● **TASK DIRECTIONS**
Rewrite the data from its beginning through the line containing "rough mask: <svg", replacing "positive" with "negative" and leaving everything else unchanged.

------------------------------

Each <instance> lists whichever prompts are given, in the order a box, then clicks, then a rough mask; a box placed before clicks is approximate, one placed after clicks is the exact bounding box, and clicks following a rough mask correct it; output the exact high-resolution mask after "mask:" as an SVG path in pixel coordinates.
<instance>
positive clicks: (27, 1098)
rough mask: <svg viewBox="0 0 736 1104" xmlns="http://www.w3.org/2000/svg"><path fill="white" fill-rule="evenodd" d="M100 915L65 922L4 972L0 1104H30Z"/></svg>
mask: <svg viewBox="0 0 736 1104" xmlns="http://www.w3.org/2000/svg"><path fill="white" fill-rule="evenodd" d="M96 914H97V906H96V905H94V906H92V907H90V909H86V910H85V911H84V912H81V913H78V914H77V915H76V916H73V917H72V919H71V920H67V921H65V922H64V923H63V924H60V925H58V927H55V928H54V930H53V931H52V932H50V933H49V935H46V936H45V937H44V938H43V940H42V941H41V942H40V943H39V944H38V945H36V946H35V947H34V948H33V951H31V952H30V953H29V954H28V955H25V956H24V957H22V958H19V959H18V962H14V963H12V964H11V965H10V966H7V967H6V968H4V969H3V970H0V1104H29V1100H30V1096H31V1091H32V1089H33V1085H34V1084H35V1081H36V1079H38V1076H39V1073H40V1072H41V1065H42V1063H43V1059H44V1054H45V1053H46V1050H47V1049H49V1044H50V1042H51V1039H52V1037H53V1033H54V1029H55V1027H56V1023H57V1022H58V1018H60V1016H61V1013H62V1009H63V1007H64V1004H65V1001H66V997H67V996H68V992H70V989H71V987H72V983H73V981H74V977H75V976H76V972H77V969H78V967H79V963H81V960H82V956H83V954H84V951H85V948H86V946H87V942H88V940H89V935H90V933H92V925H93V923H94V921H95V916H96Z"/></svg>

------------------------------

● **ANSWER TO THIS TASK**
Each <instance> lists whichever prompts are given, in the order a box, then clicks, then a rough mask; a box placed before clicks is approximate, one placed after clicks is the exact bounding box, and clicks following a rough mask correct it; output the exact high-resolution mask after "mask:" as an SVG path in pixel coordinates.
<instance>
negative clicks: (27, 1098)
rough mask: <svg viewBox="0 0 736 1104" xmlns="http://www.w3.org/2000/svg"><path fill="white" fill-rule="evenodd" d="M100 915L65 922L4 972L0 1104H30Z"/></svg>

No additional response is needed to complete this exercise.